Exercise goal: Reproduce each line of the material below, including the requests, but omit the pictures. Multiply every pixel coordinate in the answers by 1.1 and round each result to the nearest whole number, rounding halves up.

Material from a data collection:
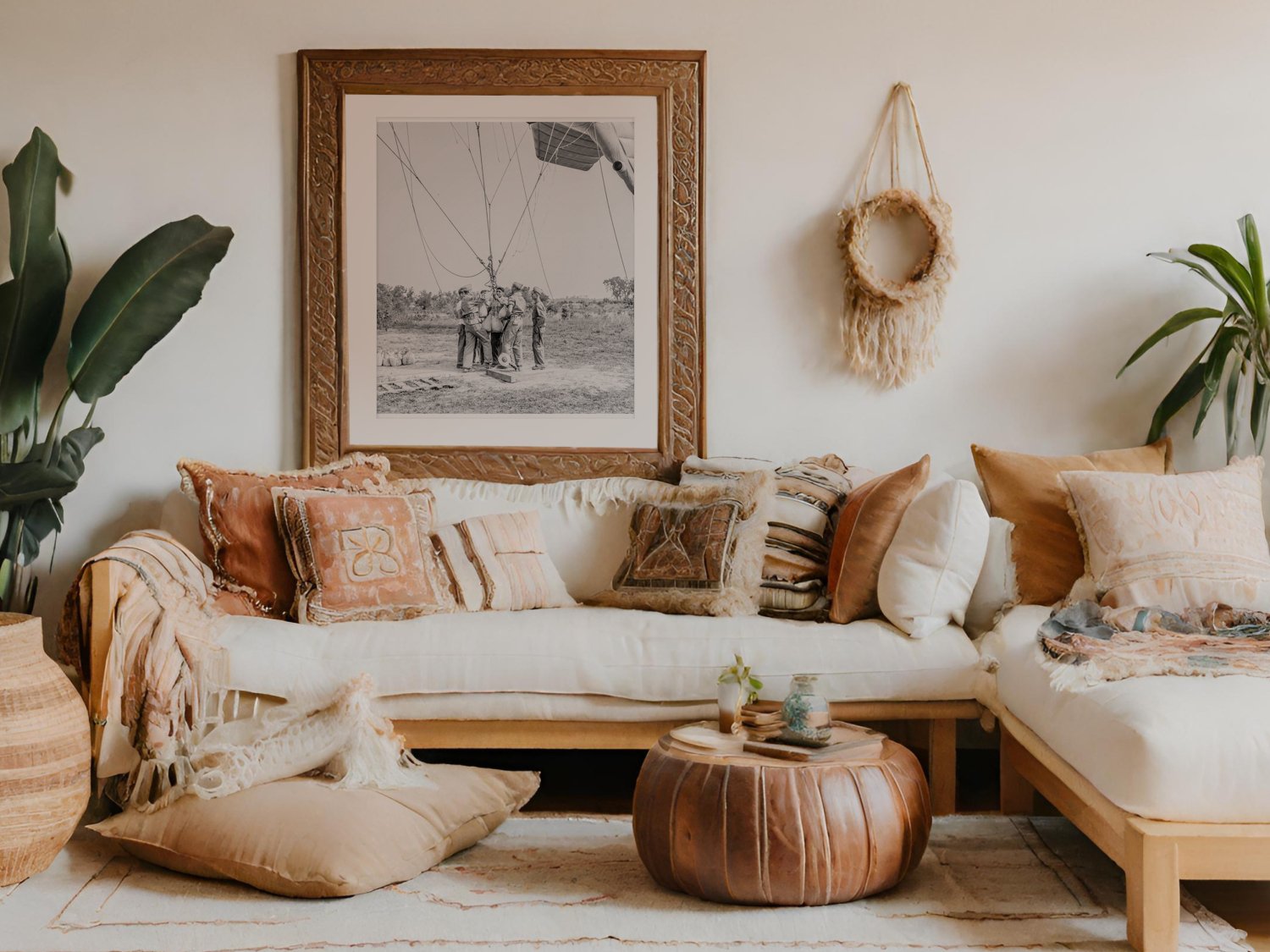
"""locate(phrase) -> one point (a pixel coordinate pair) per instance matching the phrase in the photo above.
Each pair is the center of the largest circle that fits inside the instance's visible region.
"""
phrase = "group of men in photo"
(489, 327)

Task answer:
"""locate(phrase) -> one point (a pixel coordinate pair) per instance matching the phrase in the photo above.
Each pair is the center of the largest circle that fits inside the instance's visible region.
"""
phrase = "group of men in photo"
(538, 360)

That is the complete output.